→ What to produce
Every line from the one with "Target: conical spire roof" to the end of the data needs to be copied exactly, and no line before it.

═════ Supplied data ═════

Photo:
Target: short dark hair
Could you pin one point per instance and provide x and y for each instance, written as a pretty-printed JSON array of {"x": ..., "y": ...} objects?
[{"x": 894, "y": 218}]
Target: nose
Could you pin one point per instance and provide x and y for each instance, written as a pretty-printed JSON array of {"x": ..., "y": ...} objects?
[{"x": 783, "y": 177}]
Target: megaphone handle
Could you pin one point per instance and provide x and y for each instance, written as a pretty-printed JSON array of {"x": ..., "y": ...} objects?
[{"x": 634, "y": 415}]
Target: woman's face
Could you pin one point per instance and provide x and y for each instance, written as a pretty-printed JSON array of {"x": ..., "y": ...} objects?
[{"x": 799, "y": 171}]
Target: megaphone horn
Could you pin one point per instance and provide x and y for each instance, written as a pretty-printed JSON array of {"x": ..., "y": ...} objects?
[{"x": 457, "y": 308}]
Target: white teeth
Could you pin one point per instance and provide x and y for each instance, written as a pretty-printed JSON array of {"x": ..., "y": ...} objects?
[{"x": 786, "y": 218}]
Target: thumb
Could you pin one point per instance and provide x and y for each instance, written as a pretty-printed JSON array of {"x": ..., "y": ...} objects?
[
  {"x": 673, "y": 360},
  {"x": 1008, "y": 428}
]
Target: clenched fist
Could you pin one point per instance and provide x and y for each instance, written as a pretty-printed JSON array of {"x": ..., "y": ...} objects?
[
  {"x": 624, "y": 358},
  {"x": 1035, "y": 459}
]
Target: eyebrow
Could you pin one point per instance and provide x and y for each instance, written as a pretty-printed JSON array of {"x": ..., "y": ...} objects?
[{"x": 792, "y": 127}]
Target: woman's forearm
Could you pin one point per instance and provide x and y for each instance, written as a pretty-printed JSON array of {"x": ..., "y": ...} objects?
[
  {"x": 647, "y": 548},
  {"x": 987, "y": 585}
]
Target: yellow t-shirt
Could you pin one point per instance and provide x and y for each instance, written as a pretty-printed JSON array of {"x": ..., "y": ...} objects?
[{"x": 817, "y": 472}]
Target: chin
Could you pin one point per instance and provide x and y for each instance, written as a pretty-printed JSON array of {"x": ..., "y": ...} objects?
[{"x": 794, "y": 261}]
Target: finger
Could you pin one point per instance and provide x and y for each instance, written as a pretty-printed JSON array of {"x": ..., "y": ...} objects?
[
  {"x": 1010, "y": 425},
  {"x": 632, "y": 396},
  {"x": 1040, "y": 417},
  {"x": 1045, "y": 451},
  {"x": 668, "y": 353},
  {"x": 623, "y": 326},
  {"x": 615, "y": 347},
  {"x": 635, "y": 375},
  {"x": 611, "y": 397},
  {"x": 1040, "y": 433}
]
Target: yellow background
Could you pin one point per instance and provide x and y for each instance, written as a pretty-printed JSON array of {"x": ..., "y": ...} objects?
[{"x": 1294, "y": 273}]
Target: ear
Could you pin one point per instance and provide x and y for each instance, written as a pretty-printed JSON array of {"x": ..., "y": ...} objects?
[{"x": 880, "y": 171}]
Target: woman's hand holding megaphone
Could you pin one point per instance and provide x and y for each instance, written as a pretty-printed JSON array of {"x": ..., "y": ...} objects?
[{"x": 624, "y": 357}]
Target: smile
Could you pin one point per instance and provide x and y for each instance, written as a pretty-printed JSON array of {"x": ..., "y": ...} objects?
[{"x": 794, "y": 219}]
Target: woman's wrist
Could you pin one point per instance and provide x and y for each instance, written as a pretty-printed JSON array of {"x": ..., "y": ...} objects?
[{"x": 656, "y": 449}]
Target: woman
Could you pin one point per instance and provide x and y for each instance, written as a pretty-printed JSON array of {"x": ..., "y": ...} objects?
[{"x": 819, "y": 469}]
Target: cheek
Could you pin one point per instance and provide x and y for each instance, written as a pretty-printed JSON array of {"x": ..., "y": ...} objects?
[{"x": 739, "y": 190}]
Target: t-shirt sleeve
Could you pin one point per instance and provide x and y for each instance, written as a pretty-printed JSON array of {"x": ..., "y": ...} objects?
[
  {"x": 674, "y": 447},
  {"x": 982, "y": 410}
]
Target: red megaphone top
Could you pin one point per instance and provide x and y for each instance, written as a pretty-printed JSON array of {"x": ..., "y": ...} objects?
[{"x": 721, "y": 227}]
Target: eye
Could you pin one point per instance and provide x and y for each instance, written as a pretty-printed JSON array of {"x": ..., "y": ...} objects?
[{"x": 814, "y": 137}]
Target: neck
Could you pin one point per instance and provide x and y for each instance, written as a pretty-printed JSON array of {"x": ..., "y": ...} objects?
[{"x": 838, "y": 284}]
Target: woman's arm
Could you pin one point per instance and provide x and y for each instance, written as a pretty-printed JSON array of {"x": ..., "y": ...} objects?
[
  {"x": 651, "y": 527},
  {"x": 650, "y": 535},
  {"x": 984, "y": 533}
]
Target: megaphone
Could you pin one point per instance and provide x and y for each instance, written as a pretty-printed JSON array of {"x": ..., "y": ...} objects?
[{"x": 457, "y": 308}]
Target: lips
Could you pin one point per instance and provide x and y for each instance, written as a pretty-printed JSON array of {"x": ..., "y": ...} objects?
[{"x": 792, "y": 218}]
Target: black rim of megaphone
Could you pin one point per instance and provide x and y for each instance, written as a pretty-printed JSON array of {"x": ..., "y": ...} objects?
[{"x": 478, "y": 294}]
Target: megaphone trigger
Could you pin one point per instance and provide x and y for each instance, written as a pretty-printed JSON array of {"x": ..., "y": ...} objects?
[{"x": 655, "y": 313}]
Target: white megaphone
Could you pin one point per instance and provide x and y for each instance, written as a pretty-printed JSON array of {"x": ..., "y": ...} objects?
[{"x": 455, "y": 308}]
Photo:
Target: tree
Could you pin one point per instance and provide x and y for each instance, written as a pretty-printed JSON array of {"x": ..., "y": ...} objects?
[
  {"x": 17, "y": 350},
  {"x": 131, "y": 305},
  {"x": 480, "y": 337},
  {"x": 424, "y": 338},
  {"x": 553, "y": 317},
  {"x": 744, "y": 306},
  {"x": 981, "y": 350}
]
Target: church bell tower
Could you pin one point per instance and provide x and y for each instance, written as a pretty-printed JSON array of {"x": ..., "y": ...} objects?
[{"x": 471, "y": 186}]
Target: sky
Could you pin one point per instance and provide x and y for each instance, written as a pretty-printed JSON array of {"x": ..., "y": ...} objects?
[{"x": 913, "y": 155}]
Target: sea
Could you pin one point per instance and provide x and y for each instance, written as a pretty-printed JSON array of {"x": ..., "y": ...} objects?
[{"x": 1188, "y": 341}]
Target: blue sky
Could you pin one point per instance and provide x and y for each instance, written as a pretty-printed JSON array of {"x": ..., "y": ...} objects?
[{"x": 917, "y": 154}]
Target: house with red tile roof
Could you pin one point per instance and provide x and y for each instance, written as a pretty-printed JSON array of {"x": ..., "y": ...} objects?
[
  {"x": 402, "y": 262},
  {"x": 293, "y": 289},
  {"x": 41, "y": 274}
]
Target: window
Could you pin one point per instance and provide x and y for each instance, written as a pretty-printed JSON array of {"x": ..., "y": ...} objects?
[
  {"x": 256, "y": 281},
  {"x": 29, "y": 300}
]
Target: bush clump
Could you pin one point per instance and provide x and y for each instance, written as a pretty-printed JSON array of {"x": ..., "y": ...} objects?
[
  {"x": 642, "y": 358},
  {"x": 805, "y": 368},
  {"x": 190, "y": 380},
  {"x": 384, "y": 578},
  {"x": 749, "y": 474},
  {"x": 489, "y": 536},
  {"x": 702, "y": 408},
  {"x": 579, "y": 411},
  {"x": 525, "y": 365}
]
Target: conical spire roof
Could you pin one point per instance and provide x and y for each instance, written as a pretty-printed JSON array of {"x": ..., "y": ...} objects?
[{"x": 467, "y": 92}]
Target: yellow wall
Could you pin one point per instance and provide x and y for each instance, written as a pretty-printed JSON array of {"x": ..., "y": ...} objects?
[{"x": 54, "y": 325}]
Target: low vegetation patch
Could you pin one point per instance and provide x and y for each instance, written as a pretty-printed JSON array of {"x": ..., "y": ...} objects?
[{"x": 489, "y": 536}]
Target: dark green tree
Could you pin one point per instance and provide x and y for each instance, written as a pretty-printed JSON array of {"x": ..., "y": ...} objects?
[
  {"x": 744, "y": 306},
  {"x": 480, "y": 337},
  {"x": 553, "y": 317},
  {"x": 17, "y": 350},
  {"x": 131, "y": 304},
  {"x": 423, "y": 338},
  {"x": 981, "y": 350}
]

═════

→ Solved exercise
Target: conical spire roof
Could you pin one point per instance and provide x and y for each instance, written as a pretty-printed JSON array of {"x": ..., "y": ...} objects?
[{"x": 467, "y": 92}]
Target: yellow wall
Could you pin one point per instance and provide x and y for each instance, written as a pretty-printed JSON array of {"x": ..., "y": ...} objects?
[{"x": 54, "y": 325}]
Target: low vegetation patch
Could you pin one point per instance and provide x and y for each instance, written as a pretty-printed JSON array of {"x": ..., "y": ...} objects?
[{"x": 489, "y": 536}]
Target: dark green tree
Could you pin one point per instance and provide x and y for each instance, written as a pretty-printed JSON array of {"x": ..., "y": ...} objects?
[
  {"x": 744, "y": 306},
  {"x": 480, "y": 337},
  {"x": 553, "y": 317},
  {"x": 17, "y": 350},
  {"x": 131, "y": 304},
  {"x": 423, "y": 338},
  {"x": 981, "y": 350}
]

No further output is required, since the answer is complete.